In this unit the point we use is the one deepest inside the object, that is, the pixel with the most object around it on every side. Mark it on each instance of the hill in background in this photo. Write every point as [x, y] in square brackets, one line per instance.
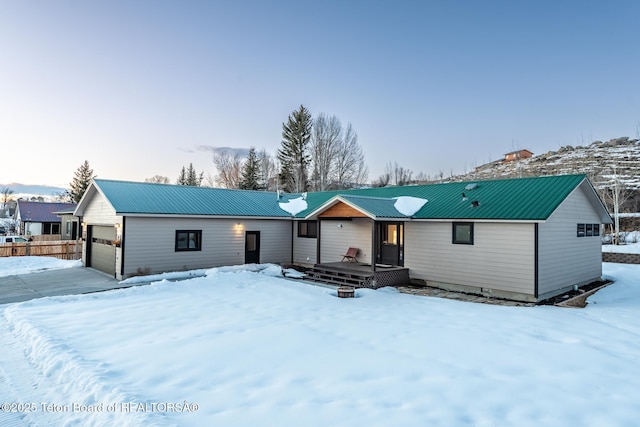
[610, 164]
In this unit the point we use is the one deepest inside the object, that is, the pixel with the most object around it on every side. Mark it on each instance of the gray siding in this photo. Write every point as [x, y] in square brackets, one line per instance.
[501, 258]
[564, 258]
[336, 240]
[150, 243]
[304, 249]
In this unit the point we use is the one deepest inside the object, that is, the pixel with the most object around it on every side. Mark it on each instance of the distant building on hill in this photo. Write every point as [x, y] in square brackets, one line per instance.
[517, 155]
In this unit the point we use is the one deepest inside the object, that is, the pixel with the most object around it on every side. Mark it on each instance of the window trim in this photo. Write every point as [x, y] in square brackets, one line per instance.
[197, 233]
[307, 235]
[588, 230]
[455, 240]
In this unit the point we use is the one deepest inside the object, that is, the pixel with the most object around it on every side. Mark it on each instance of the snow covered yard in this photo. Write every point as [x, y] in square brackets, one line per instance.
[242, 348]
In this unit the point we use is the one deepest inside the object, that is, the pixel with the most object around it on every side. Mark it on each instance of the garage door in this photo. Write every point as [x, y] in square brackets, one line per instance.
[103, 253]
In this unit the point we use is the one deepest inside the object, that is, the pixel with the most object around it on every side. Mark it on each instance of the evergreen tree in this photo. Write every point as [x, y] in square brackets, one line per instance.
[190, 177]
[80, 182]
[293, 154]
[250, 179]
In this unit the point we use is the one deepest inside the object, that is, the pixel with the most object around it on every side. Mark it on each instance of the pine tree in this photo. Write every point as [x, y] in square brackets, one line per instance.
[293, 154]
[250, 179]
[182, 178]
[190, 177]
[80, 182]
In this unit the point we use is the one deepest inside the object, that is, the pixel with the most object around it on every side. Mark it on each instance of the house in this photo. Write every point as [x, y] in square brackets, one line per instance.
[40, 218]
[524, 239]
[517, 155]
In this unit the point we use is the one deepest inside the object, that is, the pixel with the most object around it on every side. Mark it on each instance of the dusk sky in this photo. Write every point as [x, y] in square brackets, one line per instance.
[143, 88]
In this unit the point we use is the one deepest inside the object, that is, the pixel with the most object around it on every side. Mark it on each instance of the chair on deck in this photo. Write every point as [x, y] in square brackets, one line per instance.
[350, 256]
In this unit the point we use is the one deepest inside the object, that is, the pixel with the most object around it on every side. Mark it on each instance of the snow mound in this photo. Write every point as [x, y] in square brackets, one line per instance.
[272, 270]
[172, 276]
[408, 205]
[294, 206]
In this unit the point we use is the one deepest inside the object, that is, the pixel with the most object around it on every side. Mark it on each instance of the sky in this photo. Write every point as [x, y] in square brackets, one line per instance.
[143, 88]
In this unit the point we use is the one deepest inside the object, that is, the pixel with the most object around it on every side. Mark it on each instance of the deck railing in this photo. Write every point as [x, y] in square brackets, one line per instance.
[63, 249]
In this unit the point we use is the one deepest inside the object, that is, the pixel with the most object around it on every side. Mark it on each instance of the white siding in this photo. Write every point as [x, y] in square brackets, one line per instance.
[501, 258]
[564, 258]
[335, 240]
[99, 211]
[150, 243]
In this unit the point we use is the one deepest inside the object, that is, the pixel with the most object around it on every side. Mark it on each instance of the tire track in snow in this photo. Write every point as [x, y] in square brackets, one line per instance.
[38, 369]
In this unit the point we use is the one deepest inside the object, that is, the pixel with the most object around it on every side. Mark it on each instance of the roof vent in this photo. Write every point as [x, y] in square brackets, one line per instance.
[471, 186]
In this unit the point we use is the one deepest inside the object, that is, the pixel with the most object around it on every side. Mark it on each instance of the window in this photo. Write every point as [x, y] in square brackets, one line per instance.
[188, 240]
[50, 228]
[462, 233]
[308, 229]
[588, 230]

○ ○ ○ ○

§ Challenge
Replicate the material above verbatim; images stay out of the copy.

§ Finished task
In this unit the point we use is the one deepest inside the object, that is, the pixel with the most object around it on every side. Mark it on each instance of the hill in background in this photo. Write every point as [x, y] in square brackets, one line per instance.
[610, 164]
In this unit the point we use is the one deepest inside the object, that is, the pixel with the most object around it on every side. Mark it on each instance of the gray siding in this photo. Write every point as [x, y] in square brackets, one line per instance.
[501, 258]
[564, 258]
[336, 240]
[150, 243]
[304, 249]
In this unit the point we use is the one deepest inside the object, that is, the pixel with the most object around it on every side. Mark it on each instance of the distant building on hill in this photo. Write every point as [x, y] in square brackets, one line per instance.
[517, 155]
In this unit the point we use is the one deepest inside the object, that is, the pixel with the most object around it on every side. Mark it on each instance of the window trim in this photo. Write every point as [x, y] in square brackets, one line per instance.
[197, 233]
[307, 235]
[588, 230]
[455, 240]
In this unit the point we use is the one deepest inside the object, that is, the pixel with the most object around it on every side. Mark it on each instance of the snow covered yard in this photo. Write every point as [x, y] in square brackets, one line per instance.
[242, 348]
In this unit the point we use is the one deepest inside the object, that is, the pixel with the most object around it on every side. Mark it on each instance of the garage door in this photo. Write every point as [x, y] in square brackets, one line per instance.
[103, 253]
In this unit the point we use is the one deepest inside the object, that is, the pixel with the most object around it on every side. Mark it on each instance of the evergreen tree in this photo. Write every point as [x, y] in square brackets, one line per instance.
[190, 177]
[80, 182]
[293, 154]
[250, 179]
In this unit the point we use is the one deepest inside the object, that is, the pixel with the most object around it on every side. Mark it on each instance of the pine tree in this photo. Write every point as [x, y] in square brackets, one line per instance.
[293, 154]
[250, 179]
[182, 178]
[190, 177]
[80, 182]
In this unit the point we use is the one deepest inside the object, that is, the pixel with the most object around it on every side. Mark it on each instance of the house in this photo. Write every point as [x, y] in square brackets, one line per instance.
[40, 218]
[524, 239]
[517, 155]
In this unit the point we use is the one deepest inside the object, that is, the pixel with the most object around it on every side. Mark it on each instance of the dusk sky in this photo. Write every point as [x, y] in square brackets, one line per instance.
[143, 88]
In this unit the point we use is the one deepest inside the object, that is, the pixel with the most object around it on every side. Mark it on each instance of the chair on deck in this photo. Write every point as [x, y] in square brackets, one line per instance.
[350, 256]
In this unit the point we use is the one deepest inside the object, that is, the pixel with the most object around it on every side. Mark it on each instance of the snow mound in this photo. Write every point as [x, y] in square brackets, one line per instance.
[272, 270]
[172, 276]
[408, 205]
[294, 206]
In this unit the point we use is the one deepest inside the object, that is, the pixel with the most object around it on every side. Mark it on each instance of the sky in this photo. Write every point as [x, y] in square brackets, one line per instance.
[143, 88]
In this unit the point we use is the one deepest inside the object, that is, the pixel with the most object around it on every side. Mark it on each instance of the deck railing in this photo. Write every point as [x, y] in square brackets, one line per instance.
[63, 249]
In this unit the point we use is the one deepest inside the object, that is, the pixel with the most object around it on every side. Mark it on each instance of the white siding in this photo. Write every point as [x, y] in square brackets, one line per instance.
[501, 258]
[564, 258]
[335, 240]
[99, 211]
[150, 243]
In this unit the point we use is the one deepest inside the object, that is, the pixel with the most object around it on every side. Mark it on each instance of the tire track in snow in this photo. Write every point as [x, y] in square brackets, one line per instance.
[38, 369]
In this unit the point we use is the one deepest inside the object, that is, the pixel with the most object around it on every side. Mark it on each instance of the roof vent in this photo. Write every point as [x, y] in square brackets, one line per instance.
[471, 186]
In this unit the point we use is the one deepest inside the object, that is, the pixel with the most object around it on every side. Mark it on each instance of the window in this photo. Write every point as [x, y] in square brackets, one line per instance.
[188, 240]
[50, 228]
[462, 233]
[308, 229]
[588, 230]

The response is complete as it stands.